------ STUDY TEXT ------

Ten percent of Connecticut workers were employed by companies allowed to remain open—such as childcare facilities—but closed or cut operations because of lack of demand.
Those employers represented 30% of pandemic-related unemployment claims and 15% of annual GDP.
Only 13% of unemployment claims were filed by workers employed in essential businesses allowed to remain open, including manufacturing, construction, and essential retail.
The report says those sectors employed 36% of Connecticut’s workforce and drove 43% of its annual GDP.
“The unemployment numbers released last week were devastating and they highlight the need to move as swiftly—and as safely—as we can to get people back to work,” said CBIA president and CEO Joe Brennan.
“The report lays out the path, but it is incumbent upon all of us to strictly follow guidelines so we can avoid any slowing down of the revitalization of our economy.”
Lamont said the May 26 plan represents the “current best thinking” while warning that the “situation surrounding COVID-19 is dynamic and rapidly evolving.”
“We learn new things about this virus every day and, as a result, the plans I’ve outlined in this report will change based on new facts, insights, and breakthroughs both here and around the world,” the governor said.
The report establishes specific health objectives and guidelines for the phased reopening of the state’s economy.
Connecticut began the first phase May 20 with a second targeted for June 20.
The decision to open each phase is based on a health risk score with two weighted dimensions.
Contact intensity accounts for 40% and includes the expected proximity between employees, customers, and others, the length of that contact, and the number of people in a setting at the same time.
Modification potential accounts for 60% and includes the ability to sanitize and enforce social distancing.
The report notes that certain industries have higher risk factors, but that some of them, including restaurants, would provide an economic boost by reopening as they account for tens of thousands of unemployed workers.

------ THE DATA ------

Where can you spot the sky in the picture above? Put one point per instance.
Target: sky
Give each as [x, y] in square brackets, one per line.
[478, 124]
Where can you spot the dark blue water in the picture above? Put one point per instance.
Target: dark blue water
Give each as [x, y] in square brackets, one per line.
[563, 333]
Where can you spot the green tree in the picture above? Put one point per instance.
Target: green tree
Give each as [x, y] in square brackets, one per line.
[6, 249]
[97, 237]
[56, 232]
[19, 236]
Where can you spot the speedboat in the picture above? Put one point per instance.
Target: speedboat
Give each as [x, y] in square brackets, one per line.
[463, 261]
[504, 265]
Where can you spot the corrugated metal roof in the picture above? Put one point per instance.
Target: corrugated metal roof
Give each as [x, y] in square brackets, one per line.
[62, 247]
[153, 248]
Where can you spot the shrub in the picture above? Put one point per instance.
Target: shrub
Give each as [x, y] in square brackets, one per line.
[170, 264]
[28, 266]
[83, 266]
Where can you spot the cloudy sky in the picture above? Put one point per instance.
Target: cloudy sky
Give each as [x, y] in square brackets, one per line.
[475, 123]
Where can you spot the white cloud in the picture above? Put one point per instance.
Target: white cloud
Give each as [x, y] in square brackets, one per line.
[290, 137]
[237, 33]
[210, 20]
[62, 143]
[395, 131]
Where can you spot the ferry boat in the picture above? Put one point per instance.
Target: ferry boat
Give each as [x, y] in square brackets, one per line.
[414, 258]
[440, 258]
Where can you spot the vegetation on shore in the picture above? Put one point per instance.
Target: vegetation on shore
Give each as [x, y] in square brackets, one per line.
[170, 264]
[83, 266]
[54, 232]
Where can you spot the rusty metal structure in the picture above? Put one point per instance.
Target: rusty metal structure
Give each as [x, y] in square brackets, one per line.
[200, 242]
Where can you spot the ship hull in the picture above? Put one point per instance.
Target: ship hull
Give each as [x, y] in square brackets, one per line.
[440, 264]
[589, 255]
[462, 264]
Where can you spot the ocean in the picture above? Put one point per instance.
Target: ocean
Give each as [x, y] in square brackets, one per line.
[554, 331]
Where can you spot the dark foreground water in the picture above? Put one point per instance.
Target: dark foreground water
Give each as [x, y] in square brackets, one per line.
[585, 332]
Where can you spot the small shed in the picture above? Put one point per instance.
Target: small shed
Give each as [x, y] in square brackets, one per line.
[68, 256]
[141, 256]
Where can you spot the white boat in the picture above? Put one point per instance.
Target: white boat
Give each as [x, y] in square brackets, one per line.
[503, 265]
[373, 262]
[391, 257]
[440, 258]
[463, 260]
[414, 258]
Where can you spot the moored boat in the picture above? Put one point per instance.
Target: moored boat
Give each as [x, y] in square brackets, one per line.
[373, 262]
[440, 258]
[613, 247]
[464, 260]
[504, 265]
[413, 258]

------

# REQUIRED TASKS:
• A. In the passage on Connecticut's reopening, what share of the health risk score comes from contact intensity?
• B. List every factor that the passage on Connecticut's reopening says contact intensity includes.
Answer using only the passage on Connecticut's reopening.

# RESPONSES BY ITEM NUMBER:
• A. 40%

• B.
- The expected proximity between employees, customers, and others
- The length of that contact
- The number of people in a setting at the same time